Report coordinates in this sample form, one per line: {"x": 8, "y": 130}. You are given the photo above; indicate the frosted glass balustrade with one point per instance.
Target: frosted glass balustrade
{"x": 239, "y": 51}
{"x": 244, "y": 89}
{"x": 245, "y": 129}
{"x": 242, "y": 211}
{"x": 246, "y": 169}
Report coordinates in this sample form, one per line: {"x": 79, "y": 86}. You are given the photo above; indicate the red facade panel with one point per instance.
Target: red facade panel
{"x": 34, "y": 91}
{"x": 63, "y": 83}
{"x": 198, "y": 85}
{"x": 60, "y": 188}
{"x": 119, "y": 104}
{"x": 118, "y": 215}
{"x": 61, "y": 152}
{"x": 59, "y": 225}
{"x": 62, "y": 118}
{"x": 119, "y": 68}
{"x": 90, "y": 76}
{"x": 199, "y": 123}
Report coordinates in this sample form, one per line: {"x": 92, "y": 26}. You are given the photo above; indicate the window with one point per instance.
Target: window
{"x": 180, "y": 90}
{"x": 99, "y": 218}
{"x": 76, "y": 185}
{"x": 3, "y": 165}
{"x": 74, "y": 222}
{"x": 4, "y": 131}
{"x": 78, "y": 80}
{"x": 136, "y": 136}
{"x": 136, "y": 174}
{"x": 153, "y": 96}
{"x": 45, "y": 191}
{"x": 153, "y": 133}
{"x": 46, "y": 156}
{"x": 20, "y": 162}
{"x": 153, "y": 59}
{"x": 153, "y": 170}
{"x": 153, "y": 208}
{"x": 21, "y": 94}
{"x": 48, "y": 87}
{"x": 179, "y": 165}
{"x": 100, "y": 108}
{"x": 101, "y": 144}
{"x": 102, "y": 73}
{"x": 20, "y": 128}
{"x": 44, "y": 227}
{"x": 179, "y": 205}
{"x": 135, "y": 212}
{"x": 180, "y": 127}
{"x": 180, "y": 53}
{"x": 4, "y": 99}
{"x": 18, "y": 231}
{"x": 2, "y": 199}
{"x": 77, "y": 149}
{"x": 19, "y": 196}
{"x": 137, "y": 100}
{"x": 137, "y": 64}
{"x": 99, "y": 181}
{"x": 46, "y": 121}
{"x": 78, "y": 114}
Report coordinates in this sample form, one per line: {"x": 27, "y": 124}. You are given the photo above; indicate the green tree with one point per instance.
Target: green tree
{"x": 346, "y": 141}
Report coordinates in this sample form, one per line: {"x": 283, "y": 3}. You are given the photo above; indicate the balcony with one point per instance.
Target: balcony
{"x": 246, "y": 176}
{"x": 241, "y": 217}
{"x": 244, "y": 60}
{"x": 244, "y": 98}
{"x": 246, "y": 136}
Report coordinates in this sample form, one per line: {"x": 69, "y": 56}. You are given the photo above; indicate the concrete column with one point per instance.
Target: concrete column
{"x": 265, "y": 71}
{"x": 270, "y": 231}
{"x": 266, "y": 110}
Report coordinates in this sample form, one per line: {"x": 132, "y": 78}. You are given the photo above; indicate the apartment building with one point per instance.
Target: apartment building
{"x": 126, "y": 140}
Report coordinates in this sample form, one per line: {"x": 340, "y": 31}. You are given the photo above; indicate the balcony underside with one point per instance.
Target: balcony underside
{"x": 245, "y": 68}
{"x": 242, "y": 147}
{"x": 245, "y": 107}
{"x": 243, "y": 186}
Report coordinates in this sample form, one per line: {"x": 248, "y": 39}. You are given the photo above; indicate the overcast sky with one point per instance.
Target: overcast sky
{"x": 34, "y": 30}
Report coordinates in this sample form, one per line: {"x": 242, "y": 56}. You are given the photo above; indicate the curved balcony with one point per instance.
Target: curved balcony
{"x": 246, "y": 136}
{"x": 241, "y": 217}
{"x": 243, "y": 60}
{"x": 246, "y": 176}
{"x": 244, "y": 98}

▸ **Stated exercise**
Reproduce all of the entries above word for word, with every line unchanged and in its original order.

▸ **Output of the exercise**
Report coordinates in this sample form, one per line: {"x": 8, "y": 130}. You are given the photo above; indicate the frosted glass balustrade with one point per instance.
Target: frosted glass balustrade
{"x": 239, "y": 51}
{"x": 244, "y": 89}
{"x": 245, "y": 129}
{"x": 242, "y": 211}
{"x": 246, "y": 169}
Report coordinates in this sample form, one per line: {"x": 79, "y": 86}. You are given the photo above; indicate the red facade panel with one point per instance.
Target: red facade panel
{"x": 34, "y": 91}
{"x": 63, "y": 83}
{"x": 198, "y": 85}
{"x": 60, "y": 188}
{"x": 119, "y": 104}
{"x": 118, "y": 215}
{"x": 61, "y": 152}
{"x": 59, "y": 225}
{"x": 62, "y": 118}
{"x": 119, "y": 68}
{"x": 90, "y": 76}
{"x": 199, "y": 123}
Report coordinates in this sample form, one per line: {"x": 92, "y": 26}. You are given the photo above; indicate the window with one point per instance.
Target: window
{"x": 180, "y": 90}
{"x": 99, "y": 218}
{"x": 76, "y": 185}
{"x": 3, "y": 165}
{"x": 74, "y": 222}
{"x": 4, "y": 131}
{"x": 78, "y": 80}
{"x": 136, "y": 136}
{"x": 136, "y": 174}
{"x": 153, "y": 96}
{"x": 45, "y": 191}
{"x": 153, "y": 133}
{"x": 46, "y": 156}
{"x": 20, "y": 162}
{"x": 153, "y": 59}
{"x": 153, "y": 170}
{"x": 153, "y": 208}
{"x": 21, "y": 94}
{"x": 48, "y": 87}
{"x": 179, "y": 165}
{"x": 100, "y": 108}
{"x": 101, "y": 144}
{"x": 102, "y": 73}
{"x": 20, "y": 128}
{"x": 44, "y": 227}
{"x": 179, "y": 205}
{"x": 135, "y": 212}
{"x": 180, "y": 127}
{"x": 180, "y": 53}
{"x": 4, "y": 99}
{"x": 18, "y": 231}
{"x": 2, "y": 199}
{"x": 77, "y": 149}
{"x": 19, "y": 196}
{"x": 137, "y": 100}
{"x": 137, "y": 64}
{"x": 99, "y": 181}
{"x": 46, "y": 121}
{"x": 78, "y": 114}
Report coordinates in this sample form, one per line: {"x": 27, "y": 124}. You are given the photo above; indicate the green tree with one point per instance.
Target: green tree
{"x": 346, "y": 141}
Report coordinates in this sample form, one per line: {"x": 283, "y": 3}. You are given the photo above; indicate the balcony with one point per instance.
Target: balcony
{"x": 246, "y": 176}
{"x": 241, "y": 217}
{"x": 244, "y": 60}
{"x": 244, "y": 98}
{"x": 246, "y": 136}
Report coordinates in this sample form, one per line: {"x": 69, "y": 56}. You are given the photo above; indicate the concrete column with one point per instance.
Target: concrete column
{"x": 265, "y": 71}
{"x": 270, "y": 231}
{"x": 266, "y": 110}
Report coordinates in this sample form, one per line: {"x": 132, "y": 78}. You are given the photo above; indicate the apartment building with one point per instance.
Target: apartment building
{"x": 126, "y": 140}
Report coordinates in this sample form, one per line: {"x": 340, "y": 31}. You are given the photo above; indicate the balcony underside with one point per instance.
Target: balcony underside
{"x": 245, "y": 68}
{"x": 242, "y": 147}
{"x": 245, "y": 107}
{"x": 243, "y": 186}
Report coordinates in this sample form, one per line: {"x": 248, "y": 39}. You are given the photo above; indicate the overcast sky with one point per instance.
Target: overcast sky
{"x": 34, "y": 30}
Report coordinates in this sample form, one per line: {"x": 242, "y": 56}. You are given the photo above; indicate the curved balcony with one point per instance.
Target: curved balcony
{"x": 246, "y": 136}
{"x": 241, "y": 217}
{"x": 243, "y": 60}
{"x": 246, "y": 176}
{"x": 244, "y": 98}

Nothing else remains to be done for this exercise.